## Exercise instructions
Rewrite the records below with every "intersection tally" changed to "crossing count", leaving everything else untouched.

── Material shown

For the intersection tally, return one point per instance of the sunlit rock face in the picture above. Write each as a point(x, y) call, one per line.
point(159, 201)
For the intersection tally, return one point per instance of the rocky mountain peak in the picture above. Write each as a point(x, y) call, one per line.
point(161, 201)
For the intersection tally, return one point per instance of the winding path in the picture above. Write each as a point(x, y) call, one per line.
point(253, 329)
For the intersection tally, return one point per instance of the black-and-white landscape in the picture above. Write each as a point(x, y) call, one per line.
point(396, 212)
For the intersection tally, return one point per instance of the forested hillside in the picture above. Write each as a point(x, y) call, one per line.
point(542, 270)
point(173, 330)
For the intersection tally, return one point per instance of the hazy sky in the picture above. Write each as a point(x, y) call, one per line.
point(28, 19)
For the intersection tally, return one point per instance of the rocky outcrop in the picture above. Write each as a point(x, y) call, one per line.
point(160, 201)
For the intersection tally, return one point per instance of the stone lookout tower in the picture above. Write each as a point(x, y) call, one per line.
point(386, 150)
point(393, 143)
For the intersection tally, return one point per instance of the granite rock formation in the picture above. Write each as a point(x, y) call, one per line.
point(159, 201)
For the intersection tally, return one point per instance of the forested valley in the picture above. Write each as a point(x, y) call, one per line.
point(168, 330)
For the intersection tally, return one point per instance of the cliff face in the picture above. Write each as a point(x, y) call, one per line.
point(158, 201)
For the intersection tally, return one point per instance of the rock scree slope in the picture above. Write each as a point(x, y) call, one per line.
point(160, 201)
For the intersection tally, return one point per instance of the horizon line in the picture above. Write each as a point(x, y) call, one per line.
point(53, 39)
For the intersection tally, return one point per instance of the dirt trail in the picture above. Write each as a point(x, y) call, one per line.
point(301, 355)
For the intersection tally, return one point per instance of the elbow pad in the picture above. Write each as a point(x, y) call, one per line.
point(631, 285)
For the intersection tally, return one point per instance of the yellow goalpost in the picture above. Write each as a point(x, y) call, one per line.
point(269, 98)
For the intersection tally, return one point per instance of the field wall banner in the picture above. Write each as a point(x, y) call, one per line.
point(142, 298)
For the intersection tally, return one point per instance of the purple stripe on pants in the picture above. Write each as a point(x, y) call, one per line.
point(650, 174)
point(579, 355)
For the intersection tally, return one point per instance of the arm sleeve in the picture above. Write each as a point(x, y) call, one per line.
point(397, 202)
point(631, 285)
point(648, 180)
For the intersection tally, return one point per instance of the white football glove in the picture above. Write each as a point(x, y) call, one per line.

────

## The reply
For the crossing count, return one point per instance of the sunlit rock face in the picture above. Write each as a point(x, y) call, one per line.
point(159, 201)
For the crossing count, return one point per instance of the rocky mountain peak in the picture above. Write each as a point(x, y) call, one per line.
point(161, 201)
For the crossing count, return one point per instance of the winding path in the picture above. Write each as a point(x, y) call, one per line.
point(253, 329)
For the crossing count, return one point per instance of the black-and-white landscape in the picture above. Write each as a point(x, y) call, one per line.
point(396, 212)
For the crossing count, return one point per instance of the forested hillside in the picture above. Write each as a point(x, y) call, one per line.
point(542, 270)
point(173, 330)
For the crossing count, return one point per instance of the hazy sky in the picture above. Write each as a point(x, y) call, one per line.
point(28, 19)
For the crossing count, return one point per instance of the rocky outcrop in the picture above. Write each as a point(x, y) call, one per line.
point(160, 201)
For the crossing count, return one point per instance of the stone lookout tower in the picture above. Write each as a point(x, y) call, one per line.
point(386, 150)
point(393, 143)
For the crossing count, return one point per instance of the granite rock formation in the picture above. Write each as a point(x, y) call, one per line.
point(159, 201)
For the crossing count, return one point per instance of the forested valley in the picture above. Write each as a point(x, y) call, one per line.
point(168, 330)
For the crossing count, return one point per instance of the cliff face in the picture above. Write each as a point(x, y) call, one per line.
point(158, 201)
For the crossing count, return one point per instance of the rock scree slope in the picture above. Write each as a point(x, y) call, one per line.
point(160, 201)
For the crossing count, return one point per instance of the horizon line in the picture above. Write each as a point(x, y) call, one per line.
point(53, 39)
For the crossing count, return one point per instance of the dirt trail in the picture above. Write each as a point(x, y) call, one per line.
point(301, 355)
For the crossing count, return one point per instance of the elbow pad in the picture above. Write each as a point(x, y) call, one per line.
point(631, 285)
For the crossing count, return one point per instance of the yellow goalpost in the picture above. Write each as a point(x, y) call, one per line.
point(269, 98)
For the crossing count, return one point per instance of the field wall banner in the picture above. Write each as a point(x, y) call, one per line.
point(142, 298)
For the crossing count, return one point per instance of the purple stripe on pants in the picture above. Write each as a point(x, y) call, one per line.
point(650, 174)
point(579, 355)
For the crossing count, return one point per instance of the arm sleeve in the picture above. Write each as a point(x, y) call, one per line.
point(397, 202)
point(631, 285)
point(648, 180)
For the crossing count, return one point per instance of the white football glove in the picture above. Write each as a point(x, y) call, one per line.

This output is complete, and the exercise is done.